▶ [REQUIRED WORK]:
**A)** Summarize the sermon on temptation below in two sentences.
**B)** Quote the sermon on temptation below, everything from "That’s temptation. Temptation" down to "to something good.".

▶ [EXERCISE PASSAGE]:
%%

Sunday, March 10, 2019

Do Less


March 10, 2019 – The 1st Sunday in Lent

© 2019 Evan D. Garner

Audio of this sermon can be heard here. Video of the entire service can be seen on the St. Paul's YouTube channel.

The problem with temptation, of course, is that it’s so darn tempting. The cartoon representation of an angel on one shoulder and a devil on the other doesn’t do it justice. Even if we know what the right decision is, the choice is rarely that clear because it isn’t the bad choices that tempt us; it’s the good ones. No one wakes up in the morning, kisses a beloved spouse, and then heads out the door determined to commit adultery. Instead, it’s when marriage is a struggle, when the love between two spouses is little more than a distant memory, that one begins to look for that love somewhere else. There’s nothing wrong with giving and receiving love. It is a beautiful thing to hear someone say, “I love you,” and mean it and to say those words back with equal devotion. But, when you find yourself looking for that kind of love from someone other than your spouse, that love isn’t good but a perversion of the good.

That’s temptation. Temptation is looking for something good in the wrong place or for the wrong reason. Pride, greed, lust, envy, gluttony, wrath, and sloth—the “seven deadly sins” are nothing more than good things taken too far. It is good to know one’s intrinsic worth as a human being, made in God’s image, but an inflated sense of one’s importance becomes pride. Everyone should have access to the material goods necessary to sustain life, but they don’t because many of us, motivated by greed, think that real security is found in having more and more. Those who excel challenge us to work hard and strive for greatness, but, when unbalanced, that drive can quickly become envy of them. All of our sins and all of our temptations to sin are born out of goodness because temptation wouldn’t be tempting if it weren’t to something good.

%%

▶ [INPUT DATA]:
%%

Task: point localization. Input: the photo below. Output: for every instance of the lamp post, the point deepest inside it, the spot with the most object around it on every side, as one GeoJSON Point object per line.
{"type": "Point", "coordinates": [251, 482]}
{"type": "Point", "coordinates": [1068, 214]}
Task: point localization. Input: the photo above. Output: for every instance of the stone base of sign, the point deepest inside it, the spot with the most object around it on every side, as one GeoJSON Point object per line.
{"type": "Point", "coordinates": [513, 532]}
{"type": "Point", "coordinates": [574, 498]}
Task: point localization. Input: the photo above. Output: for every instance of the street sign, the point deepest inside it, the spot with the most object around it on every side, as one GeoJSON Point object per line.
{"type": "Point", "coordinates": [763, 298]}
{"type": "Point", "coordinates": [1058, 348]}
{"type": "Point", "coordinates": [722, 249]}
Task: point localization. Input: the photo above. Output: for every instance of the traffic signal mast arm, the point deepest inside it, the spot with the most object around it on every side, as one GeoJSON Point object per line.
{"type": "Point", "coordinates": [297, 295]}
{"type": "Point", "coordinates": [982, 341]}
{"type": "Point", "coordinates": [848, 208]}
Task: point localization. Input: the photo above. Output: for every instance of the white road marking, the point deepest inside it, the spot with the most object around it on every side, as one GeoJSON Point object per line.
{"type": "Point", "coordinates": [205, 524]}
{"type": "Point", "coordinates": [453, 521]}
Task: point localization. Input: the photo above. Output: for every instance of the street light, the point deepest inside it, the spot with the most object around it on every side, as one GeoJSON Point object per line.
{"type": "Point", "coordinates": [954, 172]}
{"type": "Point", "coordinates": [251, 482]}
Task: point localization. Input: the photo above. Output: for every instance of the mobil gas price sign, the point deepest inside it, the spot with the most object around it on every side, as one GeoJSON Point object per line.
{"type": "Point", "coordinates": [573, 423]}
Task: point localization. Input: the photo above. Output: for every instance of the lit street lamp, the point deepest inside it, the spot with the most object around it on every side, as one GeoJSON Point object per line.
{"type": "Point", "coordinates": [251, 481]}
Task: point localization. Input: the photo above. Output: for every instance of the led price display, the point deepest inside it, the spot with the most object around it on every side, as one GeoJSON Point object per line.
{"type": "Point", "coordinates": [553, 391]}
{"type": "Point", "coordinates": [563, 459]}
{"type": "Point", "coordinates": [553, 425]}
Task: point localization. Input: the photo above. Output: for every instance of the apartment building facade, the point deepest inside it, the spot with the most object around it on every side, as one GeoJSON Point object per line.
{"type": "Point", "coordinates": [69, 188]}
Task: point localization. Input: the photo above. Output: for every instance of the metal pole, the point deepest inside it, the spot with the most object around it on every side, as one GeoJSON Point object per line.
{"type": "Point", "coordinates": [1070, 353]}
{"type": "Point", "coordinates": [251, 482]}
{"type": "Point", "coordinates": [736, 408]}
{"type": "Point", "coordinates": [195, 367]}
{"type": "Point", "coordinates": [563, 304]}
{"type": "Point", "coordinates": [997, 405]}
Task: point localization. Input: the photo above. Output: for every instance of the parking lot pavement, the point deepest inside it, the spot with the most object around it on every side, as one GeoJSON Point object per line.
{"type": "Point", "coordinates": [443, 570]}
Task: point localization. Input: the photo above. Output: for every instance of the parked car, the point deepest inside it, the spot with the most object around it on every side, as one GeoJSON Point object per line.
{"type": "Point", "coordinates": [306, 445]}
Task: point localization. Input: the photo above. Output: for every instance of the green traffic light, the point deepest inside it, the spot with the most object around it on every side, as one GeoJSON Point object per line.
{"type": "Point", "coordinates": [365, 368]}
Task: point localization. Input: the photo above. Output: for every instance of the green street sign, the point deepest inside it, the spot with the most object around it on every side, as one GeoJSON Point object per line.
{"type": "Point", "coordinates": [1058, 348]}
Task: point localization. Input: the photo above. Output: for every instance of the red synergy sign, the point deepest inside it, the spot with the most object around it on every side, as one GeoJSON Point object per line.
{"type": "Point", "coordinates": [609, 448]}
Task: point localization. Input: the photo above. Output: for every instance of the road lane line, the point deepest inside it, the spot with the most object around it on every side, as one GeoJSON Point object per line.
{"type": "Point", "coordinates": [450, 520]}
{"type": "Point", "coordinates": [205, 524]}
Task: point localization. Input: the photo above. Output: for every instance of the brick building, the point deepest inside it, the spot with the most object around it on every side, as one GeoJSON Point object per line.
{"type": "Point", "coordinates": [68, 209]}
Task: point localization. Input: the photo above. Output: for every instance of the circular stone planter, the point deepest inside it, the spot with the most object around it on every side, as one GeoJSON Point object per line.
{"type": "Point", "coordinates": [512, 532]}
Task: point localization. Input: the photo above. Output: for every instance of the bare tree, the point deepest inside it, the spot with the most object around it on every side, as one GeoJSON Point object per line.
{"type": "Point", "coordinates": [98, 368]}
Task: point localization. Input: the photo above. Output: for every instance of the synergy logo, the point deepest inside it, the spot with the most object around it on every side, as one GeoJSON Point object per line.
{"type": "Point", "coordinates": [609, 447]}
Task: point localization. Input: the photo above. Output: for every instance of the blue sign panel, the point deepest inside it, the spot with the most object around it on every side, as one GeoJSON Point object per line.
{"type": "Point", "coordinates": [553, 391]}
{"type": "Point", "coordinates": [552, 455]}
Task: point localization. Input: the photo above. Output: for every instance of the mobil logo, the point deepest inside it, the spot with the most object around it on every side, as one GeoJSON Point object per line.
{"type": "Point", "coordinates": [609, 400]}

%%

▶ [SET OF ANSWERS]:
**A)** Temptation is hard to resist because people are tempted not by bad choices but by good ones, sought in the wrong place or for the wrong reason, as when someone looks for love from a person other than a spouse. The seven deadly sins are good things taken too far, so all sins and temptations to sin are born out of goodness.

**B)**
That’s temptation. Temptation is looking for something good in the wrong place or for the wrong reason. Pride, greed, lust, envy, gluttony, wrath, and sloth—the “seven deadly sins” are nothing more than good things taken too far. It is good to know one’s intrinsic worth as a human being, made in God’s image, but an inflated sense of one’s importance becomes pride. Everyone should have access to the material goods necessary to sustain life, but they don’t because many of us, motivated by greed, think that real security is found in having more and more. Those who excel challenge us to work hard and strive for greatness, but, when unbalanced, that drive can quickly become envy of them. All of our sins and all of our temptations to sin are born out of goodness because temptation wouldn’t be tempting if it weren’t to something good.